Sen. Marco Rubio of Florida Tells Haiti, Other Nations to Defend Democracy In Vote on Venezuela Sanctions

Sen. Marco Rubio sent a strong warning to the Dominican Republic, El Salvador and Haiti on Monday, saying that it would be difficult to protect them from possible cuts in U.S. aid if they fail to defend democracy when the Venezuelan government comes up for a possible sanctions vote at the Organization of American States (OAS).

The Florida Republican, one of the harshest critics of the Venezuelan government in Washington, told El Nuevo Herald that the OAS vote set for Tuesday is exceptionally important for the future of democracy in the region, and of the hemispheric organization itself.

The vote would even affect the assistance that Washington provides to El Salvador, the Dominican Republic and Haiti, he added.

“This is not a threat, but it is the reality,” said Rubio, one of the architects of U.S. laws that already sanction Venezuela’s chavista government because of the corruption and human rights violations in the oil-producing country.

+++

WHAT IS EXPECTED:
Using the article on Senator Rubio and the OAS vote, answer each question:
(a) Which three countries did Rubio warn?
(b) Which newspaper did Rubio speak to about the OAS vote?
(c) For what two reasons do the U.S. laws Rubio helped shape already sanction Venezuela's government?

+++

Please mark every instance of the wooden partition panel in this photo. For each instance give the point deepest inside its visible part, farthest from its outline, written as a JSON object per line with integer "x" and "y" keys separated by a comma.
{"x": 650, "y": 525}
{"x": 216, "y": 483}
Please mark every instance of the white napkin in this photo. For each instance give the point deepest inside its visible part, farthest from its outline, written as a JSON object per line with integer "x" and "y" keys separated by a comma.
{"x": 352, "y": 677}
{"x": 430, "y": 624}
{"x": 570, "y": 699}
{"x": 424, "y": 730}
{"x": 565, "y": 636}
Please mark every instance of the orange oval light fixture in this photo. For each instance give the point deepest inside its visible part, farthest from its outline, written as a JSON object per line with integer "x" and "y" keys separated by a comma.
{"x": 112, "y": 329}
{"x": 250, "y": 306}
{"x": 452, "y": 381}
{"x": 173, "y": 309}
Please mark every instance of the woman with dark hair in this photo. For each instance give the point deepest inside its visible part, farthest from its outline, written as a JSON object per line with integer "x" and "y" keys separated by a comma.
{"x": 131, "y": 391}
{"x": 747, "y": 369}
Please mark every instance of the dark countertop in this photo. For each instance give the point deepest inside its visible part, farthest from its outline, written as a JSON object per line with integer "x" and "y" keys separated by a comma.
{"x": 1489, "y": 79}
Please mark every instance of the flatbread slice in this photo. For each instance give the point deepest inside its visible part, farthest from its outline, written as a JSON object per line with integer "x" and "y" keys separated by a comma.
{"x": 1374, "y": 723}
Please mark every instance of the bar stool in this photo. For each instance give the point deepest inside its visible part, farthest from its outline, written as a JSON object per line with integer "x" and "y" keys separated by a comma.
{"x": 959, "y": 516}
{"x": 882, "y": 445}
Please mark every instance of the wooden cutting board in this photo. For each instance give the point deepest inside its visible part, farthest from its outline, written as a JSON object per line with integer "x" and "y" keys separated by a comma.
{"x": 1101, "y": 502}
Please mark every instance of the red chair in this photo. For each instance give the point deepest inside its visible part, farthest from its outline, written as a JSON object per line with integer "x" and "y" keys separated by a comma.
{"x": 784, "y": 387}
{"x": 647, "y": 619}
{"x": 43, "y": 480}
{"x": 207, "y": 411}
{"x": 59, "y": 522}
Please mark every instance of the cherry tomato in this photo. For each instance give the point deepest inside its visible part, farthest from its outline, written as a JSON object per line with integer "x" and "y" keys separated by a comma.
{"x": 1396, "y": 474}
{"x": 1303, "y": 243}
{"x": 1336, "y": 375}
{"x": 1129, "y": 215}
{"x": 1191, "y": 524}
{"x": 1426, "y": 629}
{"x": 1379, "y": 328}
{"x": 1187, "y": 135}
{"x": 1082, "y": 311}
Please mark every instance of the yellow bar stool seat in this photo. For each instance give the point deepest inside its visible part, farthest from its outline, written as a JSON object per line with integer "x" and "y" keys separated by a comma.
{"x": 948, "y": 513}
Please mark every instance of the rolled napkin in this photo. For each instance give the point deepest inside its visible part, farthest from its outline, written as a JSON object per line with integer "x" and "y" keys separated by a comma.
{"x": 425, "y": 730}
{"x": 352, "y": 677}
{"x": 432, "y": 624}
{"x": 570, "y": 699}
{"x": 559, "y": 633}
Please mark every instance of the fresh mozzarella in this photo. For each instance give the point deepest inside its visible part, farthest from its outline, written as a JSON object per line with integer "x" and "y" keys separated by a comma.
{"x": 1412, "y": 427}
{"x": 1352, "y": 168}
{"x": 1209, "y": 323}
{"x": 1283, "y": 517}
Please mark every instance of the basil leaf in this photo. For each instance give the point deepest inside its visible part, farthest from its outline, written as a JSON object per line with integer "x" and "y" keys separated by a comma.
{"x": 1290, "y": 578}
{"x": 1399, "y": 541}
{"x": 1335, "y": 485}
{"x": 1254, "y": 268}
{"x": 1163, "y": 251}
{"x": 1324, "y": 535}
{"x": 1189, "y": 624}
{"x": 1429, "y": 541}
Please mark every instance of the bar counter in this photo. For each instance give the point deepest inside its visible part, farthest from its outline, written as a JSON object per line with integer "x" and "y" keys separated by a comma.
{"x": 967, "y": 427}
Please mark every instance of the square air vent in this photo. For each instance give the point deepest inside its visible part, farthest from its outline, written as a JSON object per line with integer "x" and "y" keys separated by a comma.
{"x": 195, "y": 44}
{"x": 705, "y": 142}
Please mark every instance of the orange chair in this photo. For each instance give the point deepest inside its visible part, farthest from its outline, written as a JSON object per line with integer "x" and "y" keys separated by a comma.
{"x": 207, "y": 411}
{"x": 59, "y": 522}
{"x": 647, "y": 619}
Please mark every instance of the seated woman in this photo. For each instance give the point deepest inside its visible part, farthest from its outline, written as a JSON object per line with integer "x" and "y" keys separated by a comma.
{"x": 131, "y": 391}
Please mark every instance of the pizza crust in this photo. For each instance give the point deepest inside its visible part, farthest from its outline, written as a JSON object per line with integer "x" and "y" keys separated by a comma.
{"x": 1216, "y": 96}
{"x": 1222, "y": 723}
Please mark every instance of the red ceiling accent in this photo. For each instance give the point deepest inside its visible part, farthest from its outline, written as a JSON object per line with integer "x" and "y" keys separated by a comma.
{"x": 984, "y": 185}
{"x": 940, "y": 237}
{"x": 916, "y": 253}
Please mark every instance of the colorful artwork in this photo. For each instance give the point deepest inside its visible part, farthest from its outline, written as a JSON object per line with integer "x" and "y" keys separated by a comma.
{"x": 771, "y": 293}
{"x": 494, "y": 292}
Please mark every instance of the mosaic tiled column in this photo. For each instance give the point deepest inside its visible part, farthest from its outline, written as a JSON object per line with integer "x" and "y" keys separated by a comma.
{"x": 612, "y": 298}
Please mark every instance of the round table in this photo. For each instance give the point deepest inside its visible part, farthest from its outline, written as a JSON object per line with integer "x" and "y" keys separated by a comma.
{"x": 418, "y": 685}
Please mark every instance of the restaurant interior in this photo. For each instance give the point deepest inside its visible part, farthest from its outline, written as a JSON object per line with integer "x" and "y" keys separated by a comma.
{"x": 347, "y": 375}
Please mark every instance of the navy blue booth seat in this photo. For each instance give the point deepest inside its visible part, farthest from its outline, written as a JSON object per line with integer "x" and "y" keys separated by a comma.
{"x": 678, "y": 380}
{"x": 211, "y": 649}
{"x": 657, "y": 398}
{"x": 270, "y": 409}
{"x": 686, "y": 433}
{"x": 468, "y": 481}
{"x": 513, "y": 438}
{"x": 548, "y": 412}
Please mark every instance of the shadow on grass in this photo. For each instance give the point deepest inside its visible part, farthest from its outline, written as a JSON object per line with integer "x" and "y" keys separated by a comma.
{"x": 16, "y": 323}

+++

COMPLETED EXERCISE:
(a) The Dominican Republic, El Salvador and Haiti.
(b) El Nuevo Herald.
(c) Corruption and human rights violations.